▶ _DÉFIS_
**a)** Recopiez à l'identique, dans la chronique sur le sixième jour de Cannes 2005, le passage qui s'ouvre sur les mots contenant « À commencer par » et se clôt sur « que tu es né. ».
**b)** Reprenez la chronique sur le sixième jour de Cannes 2005 là où elle s'arrête, et poursuivez-la.

▶ _TEXTE CITÉ_

- - - -

Cannes 2005 Sixième jour
Patience, chers festivaliers, patience ! À Cannes, la jouissance du
statut privilégié d'accrédité se mérite. Contrairement à la légende qui
court çà et là sur la Croisette, décrocher un sésame qui permette
d'entrer dans cette mirifique antre de cinéphilie est une chose, et
profiter des plaisirs qui s'y terrent en est une autre. Entre les murs
de ce palais de débauche filmique, rien ne saurait nous tomber tout cru
dans la gueule sans que l'on y consacre une bonne partie de notre
temps. Tout s'y monnaye et nécessite une bonne dose d'entêtement. Le
simple fait de savourer des instants de cinéma d'exception ne déroge
pas à cette règle. Aussi, nous aura-t-il fallu attendre quatre longues
journées avant de recevoir l'uppercut tant espéré. Cette monstrueuse
baffe, ce coup de poing qui nous sonne pendant des lustres, désoriente
notre système nerveux et nous propulse à la vitesse du son dans une
toute autre dimension, nous plongeant dans un état d'apesanteur dont on
désire prolonger l'hébétude au maximum.. Après nous avoir fait languir,
voilà que les têtes d'affiche annoncées tiennent enfin leurs belles
promesses.
À commencer par Marco Tullio Giordana, outsider de la compétition
qui, après avoir capté l'attention d'un Certain Regard en tournant Nos meilleures années, vise cette fois-ci la distinction palmée du championnat officiel avec Une fois que tu es né.

- - - -

▶ _DONNÉES FOURNIES_

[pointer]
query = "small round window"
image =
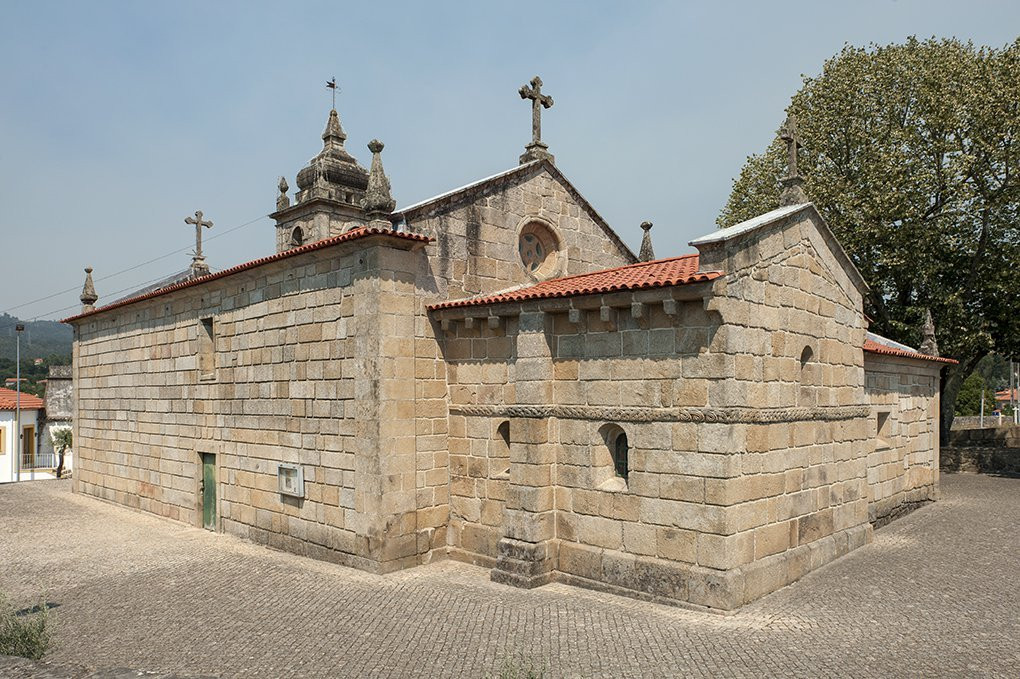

- - - -

▶ _LISTE DES RÉPONSES_
**a)**
À commencer par Marco Tullio Giordana, outsider de la compétition
qui, après avoir capté l'attention d'un Certain Regard en tournant Nos meilleures années, vise cette fois-ci la distinction palmée du championnat officiel avec Une fois que tu es né.

**b)**
Aux
parcours parallèles d'une fratrie dont il déroulait les tracés au fil
de 6 heures de pellicules enchanteresses, succède la confrontation de
deux mondes opposés, Giordana orchestrant la rencontre accidentelle
d'une famille aisée de l'Italie du nord et d'un cargo d'immigrants
venus goûter quelques miettes d'un hypothétique paradis en terre
étrangère. Partis frayer la grande bleue le temps d'une croisière en
voilier, un industriel et son fils de 12 ans croient vivre un voyage en
enfer lorsqu'une nuit, le fiston tombe à l'eau, laissant son père bien
dépourvu lorsque ce dernier finit par s'apercevoir de sa bévue. Au
cours de ce qui constituera l'acmé dramatique de ce voyage virant au
cauchemar à cause d'une vague de trop, le gamin éprouve tous les états
imaginables, de la panique au désespoir, des supplications au
pragmatisme, avant de céder à la résignation, en se laissant sombrer et
d'être repêché in extremis par l'un des passagers d'un rafiot où
s'entassent depuis des jours des dizaines de clandestins taillant la
route vers un horizon qu'ils espèrent meilleur. Sauvetage qui éveillera
l'enfant à d'autres réalités, sises à mille lieues de ses
préoccupations d'écolier et des desiderata consuméristes de ses
géniteurs.
L'occasion
aussi pour Giordana de lever un coin du voile fictionnel qui plane sur
le sort de ces nomades en quête d'asile -trop souvent jetés à la
trappe-, du transbahutage épique que leur réservent leurs passeurs peu
scrupuleux à leur internement dans un foyer de clandestins au sein
duquel ils caressent le mirage d'un avenir impossible, en passant par
leur arrestation, une fois arrivés à bon port. Soit, une heure portée
avec brio par une focalisation semi documentaire qui aurait pu s'élever
au rang de son précédent film si seulement le réalisateur n'avait pas
baissé la garde en finissant par diluer l'acuité de son regard dans un
concentré de clichés réducteurs. Fausses joies : ce n'est pas encore
cet ar(t)mateur qui gardera le cap de son navire d'un bout à l'autre du
voyage.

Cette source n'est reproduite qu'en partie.